▶ [GIVEN TASK 1]:
Repeat the part of the artist statement starting with "To successfully reach" and going on through "audiences are versed.", changing "gallery" to "museum".

▶ [DOCUMENT EXCERPT]:
Artist Statement

I believe that the power of art rests in its audience. This belief shapes how I make and view art. In my mind, the artist is a person with a message as a motivation and art as a means. In reality however, many artists seem to prefer their art to their audience. It is often the habit of artists to lose themselves in the production of art and forget about its definitive purpose. To forsake communication for the art object itself is both self-indulgent and self-defeating. I have made it my goal to create artwork that remembers the audience and thrives on their engagement.

Art today is struggling with its audience. Traditional notions of art seem unsuited to today's viewers. Of course, this struggle is hardly a new one. Surveys of art history are quick to show that art is constantly battling the outmoded ways of previous movements. Art must renew itself in order to adapt to its changing audience, but to do so they must consider more than just the past. The answer to the current struggle is not simply dismissing the ways of artistic ancestors. Instead, artists today must consider both the way in which art is traditionally presented and the way that viewers now see.

Traditionally, art does not mingle in the real world. Its place is behind museum doors. Presented against white walls, it inhabits rooms otherwise empty. In this quiet void, the distance between art and viewer is not only figurative. The audience stands several feet away at the edge of a force field sometimes imagined, but often real. With solemn reverence and hushed tones, the viewer searches for the artist's message often with little guidance from the artwork itself. An appropriate amount of time passes and the process is repeated with the next artwork in line. With good reason, an untrained audience member might walk away confused. The art that I have described is specialized and pure, interested in the language of art and not in the world. In order to maintain this rarefied status, art must resist life. Unfortunately, to resist life is to resist the viewer.

To successfully reach an audience, the visual experience that art presents must heed the nature of visual experience in the world. The codes and etiquette that accompany a traditional art experience now serve only to hinder art's reception. Daily, the image as it is seen in the world grows further from the image as it is seen in the gallery. With the help of computers, the nature of the image is going through radical reconstruction. While artwork remains aloof and rare, electronic images multiply infinitely outside the gallery. Given the frequency of this sort of visual assault, the traditional presentation of art seems at a disadvantage in the fight for an audience. Concessions must be made to the new modes of communication in which audiences are versed.

Unfortunately, these new modes of communication do not bridge the gap between viewer and viewed. The distance created by the gallery setting is matched by the Internet. Cyberspace is touted as interactive, yet it is only virtually so. Internet users are no more connected or engaged than art viewers standing silently in the gallery. Gallery space is far removed from life, but unfortunately, cyberspace is no place at all.

While the world of art is sparse and enigmatic, its electronic counterpart is overflowing. Commercial images accost viewers with messages that are hardly cryptic. On the contrary, their abundance and user-friendliness makes them generalized and indiscriminate. On one hand, the gallery space seems specific to the point of futility. The reverse is the case with the Internet that addresses everyone, anyone and consequently, no one. With this universal accessibility comes the non-hierarchical structure that characterizes the electronic world. Entering into the jumble of unorganized stimulation that dominates cyberspace, viewers are confronted with the visual equivalent of white noise.

▶ [STORED DATA]:
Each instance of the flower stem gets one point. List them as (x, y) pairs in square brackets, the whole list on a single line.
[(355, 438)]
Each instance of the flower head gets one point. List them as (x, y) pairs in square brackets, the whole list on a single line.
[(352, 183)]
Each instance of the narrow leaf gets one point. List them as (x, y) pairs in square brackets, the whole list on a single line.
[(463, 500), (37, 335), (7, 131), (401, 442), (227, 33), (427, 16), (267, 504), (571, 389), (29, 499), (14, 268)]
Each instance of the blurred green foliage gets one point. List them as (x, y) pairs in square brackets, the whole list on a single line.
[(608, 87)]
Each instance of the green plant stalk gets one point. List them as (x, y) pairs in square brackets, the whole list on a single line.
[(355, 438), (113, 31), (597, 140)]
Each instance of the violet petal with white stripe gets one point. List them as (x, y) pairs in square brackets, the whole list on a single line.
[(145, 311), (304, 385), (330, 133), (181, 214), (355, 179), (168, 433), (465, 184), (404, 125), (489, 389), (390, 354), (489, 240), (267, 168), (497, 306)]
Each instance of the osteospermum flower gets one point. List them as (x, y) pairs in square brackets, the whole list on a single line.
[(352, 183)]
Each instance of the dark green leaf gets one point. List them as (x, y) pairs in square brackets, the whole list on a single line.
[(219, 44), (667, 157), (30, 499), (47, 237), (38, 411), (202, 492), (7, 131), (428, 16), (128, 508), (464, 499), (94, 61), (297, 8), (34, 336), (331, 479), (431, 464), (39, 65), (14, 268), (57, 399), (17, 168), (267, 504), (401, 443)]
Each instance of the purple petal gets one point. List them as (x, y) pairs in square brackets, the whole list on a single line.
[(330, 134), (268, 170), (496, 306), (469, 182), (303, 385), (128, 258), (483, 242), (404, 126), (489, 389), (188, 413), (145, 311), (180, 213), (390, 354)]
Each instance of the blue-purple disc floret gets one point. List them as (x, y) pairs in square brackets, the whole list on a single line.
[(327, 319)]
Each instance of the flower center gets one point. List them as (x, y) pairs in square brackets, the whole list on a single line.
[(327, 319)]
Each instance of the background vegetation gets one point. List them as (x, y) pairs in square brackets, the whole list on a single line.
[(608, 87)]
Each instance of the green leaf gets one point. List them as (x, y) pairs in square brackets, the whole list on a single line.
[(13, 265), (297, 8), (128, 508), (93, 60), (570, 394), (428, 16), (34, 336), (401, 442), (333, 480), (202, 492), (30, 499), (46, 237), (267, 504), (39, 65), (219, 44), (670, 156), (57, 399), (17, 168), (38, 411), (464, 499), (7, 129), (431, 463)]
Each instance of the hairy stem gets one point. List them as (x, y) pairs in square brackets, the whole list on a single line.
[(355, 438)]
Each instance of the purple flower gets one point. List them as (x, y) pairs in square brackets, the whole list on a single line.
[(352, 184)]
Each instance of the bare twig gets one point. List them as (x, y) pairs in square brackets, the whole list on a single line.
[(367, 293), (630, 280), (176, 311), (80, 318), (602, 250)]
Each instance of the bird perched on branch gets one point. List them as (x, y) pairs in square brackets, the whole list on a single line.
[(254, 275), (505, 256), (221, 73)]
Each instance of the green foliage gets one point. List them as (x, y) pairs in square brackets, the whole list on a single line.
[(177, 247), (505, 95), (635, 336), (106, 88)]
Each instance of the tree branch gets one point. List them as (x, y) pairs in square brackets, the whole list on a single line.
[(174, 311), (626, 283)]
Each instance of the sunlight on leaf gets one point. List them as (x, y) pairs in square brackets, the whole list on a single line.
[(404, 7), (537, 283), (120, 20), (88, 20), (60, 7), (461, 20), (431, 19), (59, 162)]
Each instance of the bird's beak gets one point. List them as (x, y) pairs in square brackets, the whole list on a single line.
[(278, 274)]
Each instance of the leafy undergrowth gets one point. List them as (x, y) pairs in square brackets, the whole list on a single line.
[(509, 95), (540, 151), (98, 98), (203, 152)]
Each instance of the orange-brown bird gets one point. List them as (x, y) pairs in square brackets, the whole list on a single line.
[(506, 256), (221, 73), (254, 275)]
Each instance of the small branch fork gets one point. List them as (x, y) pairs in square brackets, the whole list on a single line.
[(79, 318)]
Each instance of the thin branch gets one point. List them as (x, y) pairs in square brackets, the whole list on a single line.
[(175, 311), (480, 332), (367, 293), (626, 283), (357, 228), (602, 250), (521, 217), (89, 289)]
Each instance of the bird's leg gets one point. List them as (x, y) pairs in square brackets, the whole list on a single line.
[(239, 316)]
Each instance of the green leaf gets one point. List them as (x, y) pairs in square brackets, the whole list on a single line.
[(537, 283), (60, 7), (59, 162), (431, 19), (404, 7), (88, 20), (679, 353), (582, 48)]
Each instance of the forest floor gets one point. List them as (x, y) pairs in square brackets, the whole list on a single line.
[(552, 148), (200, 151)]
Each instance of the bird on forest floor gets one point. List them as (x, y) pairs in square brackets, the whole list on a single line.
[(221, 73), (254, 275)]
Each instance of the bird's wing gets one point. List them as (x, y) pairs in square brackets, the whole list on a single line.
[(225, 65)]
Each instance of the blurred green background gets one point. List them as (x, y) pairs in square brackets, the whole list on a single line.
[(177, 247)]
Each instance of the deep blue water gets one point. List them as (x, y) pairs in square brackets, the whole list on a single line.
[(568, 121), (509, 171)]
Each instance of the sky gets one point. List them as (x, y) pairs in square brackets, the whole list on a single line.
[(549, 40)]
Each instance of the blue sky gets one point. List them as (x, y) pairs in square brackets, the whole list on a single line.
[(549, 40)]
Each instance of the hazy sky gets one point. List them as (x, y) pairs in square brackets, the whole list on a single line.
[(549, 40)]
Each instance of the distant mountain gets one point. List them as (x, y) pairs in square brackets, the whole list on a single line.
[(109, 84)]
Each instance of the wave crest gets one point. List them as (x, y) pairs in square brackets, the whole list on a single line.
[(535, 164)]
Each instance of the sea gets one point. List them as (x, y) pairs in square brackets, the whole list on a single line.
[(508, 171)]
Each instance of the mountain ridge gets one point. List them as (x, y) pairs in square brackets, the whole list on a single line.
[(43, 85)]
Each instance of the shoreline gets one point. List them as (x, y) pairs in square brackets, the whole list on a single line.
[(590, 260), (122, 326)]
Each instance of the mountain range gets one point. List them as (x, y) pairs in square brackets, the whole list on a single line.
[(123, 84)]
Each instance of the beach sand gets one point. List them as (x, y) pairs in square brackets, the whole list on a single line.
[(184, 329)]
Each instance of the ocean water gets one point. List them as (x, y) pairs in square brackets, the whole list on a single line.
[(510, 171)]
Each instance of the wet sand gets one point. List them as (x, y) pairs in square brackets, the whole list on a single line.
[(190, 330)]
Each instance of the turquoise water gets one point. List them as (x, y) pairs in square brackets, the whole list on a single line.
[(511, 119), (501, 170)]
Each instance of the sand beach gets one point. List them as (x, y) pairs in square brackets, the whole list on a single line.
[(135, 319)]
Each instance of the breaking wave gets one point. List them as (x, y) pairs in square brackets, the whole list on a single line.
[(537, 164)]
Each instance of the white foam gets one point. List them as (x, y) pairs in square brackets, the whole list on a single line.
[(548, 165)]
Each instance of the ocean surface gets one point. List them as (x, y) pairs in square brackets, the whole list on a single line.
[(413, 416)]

▶ [GIVEN TASK 2]:
Gather every line of the listing that contains the string "blurred", treating uppercase and lowercase as different.

▶ [FULL RESPONSE 1]:
To successfully reach an audience, the visual experience that art presents must heed the nature of visual experience in the world. The codes and etiquette that accompany a traditional art experience now serve only to hinder art's reception. Daily, the image as it is seen in the world grows further from the image as it is seen in the museum. With the help of computers, the nature of the image is going through radical reconstruction. While artwork remains aloof and rare, electronic images multiply infinitely outside the museum. Given the frequency of this sort of visual assault, the traditional presentation of art seems at a disadvantage in the fight for an audience. Concessions must be made to the new modes of communication in which audiences are versed.

▶ [FULL RESPONSE 2]:
Each instance of the blurred green foliage gets one point. List them as (x, y) pairs in square brackets, the whole list on a single line.
Each instance of the blurred green background gets one point. List them as (x, y) pairs in square brackets, the whole list on a single line.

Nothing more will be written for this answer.